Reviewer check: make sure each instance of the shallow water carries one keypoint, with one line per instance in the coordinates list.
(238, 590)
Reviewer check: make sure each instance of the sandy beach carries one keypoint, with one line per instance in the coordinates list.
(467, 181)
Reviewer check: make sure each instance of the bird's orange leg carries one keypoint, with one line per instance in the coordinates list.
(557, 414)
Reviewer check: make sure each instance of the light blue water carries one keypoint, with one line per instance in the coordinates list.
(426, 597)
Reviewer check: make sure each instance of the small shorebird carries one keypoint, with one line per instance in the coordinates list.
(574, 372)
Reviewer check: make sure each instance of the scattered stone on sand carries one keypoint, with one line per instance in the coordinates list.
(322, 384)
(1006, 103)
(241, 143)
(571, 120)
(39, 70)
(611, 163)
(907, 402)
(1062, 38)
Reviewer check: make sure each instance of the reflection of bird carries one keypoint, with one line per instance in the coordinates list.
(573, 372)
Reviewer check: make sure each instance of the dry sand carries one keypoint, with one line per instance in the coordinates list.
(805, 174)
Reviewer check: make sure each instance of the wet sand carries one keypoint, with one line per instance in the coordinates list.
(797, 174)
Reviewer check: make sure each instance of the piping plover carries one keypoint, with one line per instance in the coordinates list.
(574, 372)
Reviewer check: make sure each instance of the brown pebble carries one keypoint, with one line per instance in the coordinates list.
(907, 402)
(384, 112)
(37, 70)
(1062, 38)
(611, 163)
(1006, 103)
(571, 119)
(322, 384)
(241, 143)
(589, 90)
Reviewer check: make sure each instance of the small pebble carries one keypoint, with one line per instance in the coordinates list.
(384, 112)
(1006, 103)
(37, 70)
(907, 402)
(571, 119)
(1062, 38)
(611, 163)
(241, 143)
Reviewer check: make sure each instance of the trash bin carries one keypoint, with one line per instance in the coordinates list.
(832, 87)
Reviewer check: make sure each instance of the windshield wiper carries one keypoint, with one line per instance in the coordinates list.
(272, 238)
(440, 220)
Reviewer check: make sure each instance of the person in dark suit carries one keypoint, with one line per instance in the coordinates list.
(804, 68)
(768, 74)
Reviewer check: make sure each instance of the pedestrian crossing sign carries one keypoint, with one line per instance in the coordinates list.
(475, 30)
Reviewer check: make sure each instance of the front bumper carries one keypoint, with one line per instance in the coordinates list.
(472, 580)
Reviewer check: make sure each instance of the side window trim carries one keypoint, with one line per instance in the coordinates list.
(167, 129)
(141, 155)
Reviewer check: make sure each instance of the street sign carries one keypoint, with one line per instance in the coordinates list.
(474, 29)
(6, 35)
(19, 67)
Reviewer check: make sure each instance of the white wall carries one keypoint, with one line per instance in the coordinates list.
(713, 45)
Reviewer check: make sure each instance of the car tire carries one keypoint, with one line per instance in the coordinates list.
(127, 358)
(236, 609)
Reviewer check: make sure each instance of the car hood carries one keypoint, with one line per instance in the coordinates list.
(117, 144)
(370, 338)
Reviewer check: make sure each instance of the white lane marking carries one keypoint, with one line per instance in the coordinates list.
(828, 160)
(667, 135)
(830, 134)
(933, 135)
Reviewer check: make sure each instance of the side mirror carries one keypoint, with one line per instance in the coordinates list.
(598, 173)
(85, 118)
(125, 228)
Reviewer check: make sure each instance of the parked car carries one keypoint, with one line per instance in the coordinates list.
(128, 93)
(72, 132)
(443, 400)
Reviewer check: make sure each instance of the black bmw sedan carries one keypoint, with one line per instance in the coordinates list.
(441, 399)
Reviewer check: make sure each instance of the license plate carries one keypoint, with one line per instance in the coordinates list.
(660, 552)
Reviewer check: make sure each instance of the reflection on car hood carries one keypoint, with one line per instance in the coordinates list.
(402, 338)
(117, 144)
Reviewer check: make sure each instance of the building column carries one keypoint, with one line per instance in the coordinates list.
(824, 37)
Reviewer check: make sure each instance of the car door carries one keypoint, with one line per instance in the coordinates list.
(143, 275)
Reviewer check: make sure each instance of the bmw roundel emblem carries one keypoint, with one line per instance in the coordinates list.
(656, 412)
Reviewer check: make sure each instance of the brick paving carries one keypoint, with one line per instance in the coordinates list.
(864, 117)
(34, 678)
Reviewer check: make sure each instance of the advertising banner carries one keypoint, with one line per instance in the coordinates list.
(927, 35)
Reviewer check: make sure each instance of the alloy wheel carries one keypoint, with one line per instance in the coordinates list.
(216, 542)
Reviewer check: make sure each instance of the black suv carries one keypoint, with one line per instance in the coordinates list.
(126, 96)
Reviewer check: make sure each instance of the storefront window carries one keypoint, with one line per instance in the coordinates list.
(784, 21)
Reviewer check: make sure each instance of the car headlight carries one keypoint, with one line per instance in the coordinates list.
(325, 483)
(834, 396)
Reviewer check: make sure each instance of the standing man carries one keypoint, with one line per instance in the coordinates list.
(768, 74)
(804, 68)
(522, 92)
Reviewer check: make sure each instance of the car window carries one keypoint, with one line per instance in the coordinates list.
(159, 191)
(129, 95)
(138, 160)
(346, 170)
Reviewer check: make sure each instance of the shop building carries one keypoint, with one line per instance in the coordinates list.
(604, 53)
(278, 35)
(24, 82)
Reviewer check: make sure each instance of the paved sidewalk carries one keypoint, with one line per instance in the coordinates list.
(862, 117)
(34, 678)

====

Prompt
Copy each record from above without leaving any out.

Solution to the exercise
Reviewer check: make sure each instance of the shallow water carries one keypoint, with one line per instance in the coordinates list.
(238, 590)
Reviewer check: make sure each instance of the sandy beach carries one keypoint, with one line per instance in the coordinates list.
(467, 181)
Reviewer check: make sure each instance of the bird's orange leg carries one keypoint, with one line per instance in the coordinates list.
(557, 414)
Reviewer check: make sure each instance of the light blue water carries one keypoint, with one line per instance in the coordinates list.
(426, 597)
Reviewer check: make sure each instance of the small shorebird carries one keypoint, with one line per instance in the coordinates list.
(574, 372)
Reviewer check: make sure each instance of the scattered stone on sand carries one keypoint, with one line per instance in the coordinates list.
(322, 384)
(1006, 103)
(241, 143)
(571, 120)
(39, 70)
(611, 163)
(907, 402)
(1062, 38)
Reviewer check: make sure each instance of the reflection of bird carries one keypoint, with one line per instance in the coordinates list.
(573, 372)
Reviewer check: make sure each instance of the dry sand carries one keypoint, with one line per instance in the coordinates list.
(805, 174)
Reviewer check: make sure each instance of the wet sand carries one keypoint, with one line per instance in the coordinates list.
(797, 174)
Reviewer check: make sure each instance of the piping plover carries one keypoint, with one line per instance in the coordinates list.
(574, 372)
Reviewer check: make sure each instance of the brown pebble carries one keypoint, with one line per instance in the coordinates list.
(907, 402)
(384, 112)
(37, 70)
(1062, 38)
(611, 163)
(1006, 103)
(571, 119)
(322, 384)
(241, 143)
(589, 90)
Reviewer check: make sure each instance of the small pebble carries one keypoint, with one line per instance in the coordinates list.
(384, 112)
(1006, 103)
(37, 70)
(907, 402)
(571, 119)
(1062, 38)
(611, 163)
(241, 143)
Reviewer check: make sure each instance of the trash bin carries one keypoint, with one line per instance in the coordinates list.
(832, 87)
Reviewer check: make sure each instance of the windshield wiper carries one keypoint, with one line per instance in the coordinates list.
(272, 238)
(440, 220)
Reviewer check: make sure each instance of the person in dark suit carries one keypoint, with one line per instance in the coordinates list.
(804, 68)
(768, 74)
Reviewer check: make sure each instance of the pedestrian crossing sign carries one keypoint, with one line per instance in the coordinates list.
(475, 30)
Reviewer check: make sure each instance of the front bumper carries one keypoint, with one line per instance in the coordinates list.
(472, 580)
Reviewer check: make sure each instance of the side window trim carries one keypoint, with one line per instance in the coordinates list.
(167, 129)
(141, 155)
Reviewer check: make sure each instance of the street sign carries one keypoint, with one line per instance in the coordinates list.
(474, 29)
(6, 35)
(19, 67)
Reviewer check: make sure each instance of the white wall carries one keypoint, with one line per instance in the coordinates list.
(713, 45)
Reviewer check: make sure each instance of the car tire carries one keypoint, with one line per instance in the coordinates list.
(127, 358)
(236, 609)
Reviewer check: make sure each instance of the car hood carries one keypoint, with one line per instance in the coordinates list.
(117, 144)
(370, 338)
Reviewer check: make sure each instance of the white lane marking carries one keypoint, with one line per instance in the coordinates list.
(828, 160)
(667, 135)
(830, 134)
(933, 135)
Reviewer check: make sure each instance of the side mirror carries one keypoint, with one line per instance in the coordinates list.
(598, 173)
(85, 118)
(125, 228)
Reviewer check: make sure each instance of the parked car carries one keypoint, with one line per instance in the coordinates list.
(128, 93)
(72, 132)
(443, 400)
Reviewer check: make sure each instance of the black bmw sedan carries one keypoint, with one line per instance in the coordinates list.
(441, 399)
Reviewer check: make sure each instance of the license plate carries one keypoint, with one line per instance in the coordinates list.
(660, 552)
Reviewer check: make sure each instance of the reflection on car hood carries one keypoint, with one line per instance in the coordinates list.
(402, 338)
(117, 144)
Reviewer check: make sure each instance of the building column carries one keypoint, with one line per instance in the coordinates list.
(824, 37)
Reviewer check: make sure each instance of the car door carries one keypoint, with one line per instance in the coordinates list.
(143, 275)
Reviewer check: make sure each instance of the bmw roundel emblem carries one keypoint, with one line per instance in the coordinates list.
(656, 412)
Reviewer check: make sure each instance of the brick paving carries one keypoint, with one line per instance in the coordinates list.
(864, 117)
(34, 678)
Reviewer check: make sure each instance of the advertising banner carries one keypoint, with one line per instance in the coordinates list.
(927, 35)
Reviewer check: make sure each instance of the alloy wheel carries one keypoint, with one line per instance in the coordinates list.
(216, 542)
Reviewer check: make sure each instance of the black suv carries one keypoint, with one line per instance in the coordinates list.
(126, 96)
Reviewer check: make sure each instance of the storefront window carries one keypoint, with one line per instance in the coordinates list.
(784, 21)
Reviewer check: make sure each instance of the car headlight carries one keypoint, with one line per instance in the coordinates list.
(325, 483)
(834, 396)
Reviewer check: make sure each instance of the standing man carries one keypoint, with one line per instance in the coordinates list.
(768, 74)
(804, 68)
(522, 92)
Reviewer check: make sure each instance of the car window carries one keypoint, with one line per instance in the coordinates list.
(159, 191)
(129, 95)
(138, 160)
(346, 170)
Reviewer check: make sure each instance of the shop building carries one keypoint, with one line per instance in the coordinates list.
(604, 53)
(278, 35)
(24, 82)
Reviewer check: make sure each instance of the paved sidewalk carries one keypoint, with one line per instance in the coordinates list.
(862, 117)
(34, 678)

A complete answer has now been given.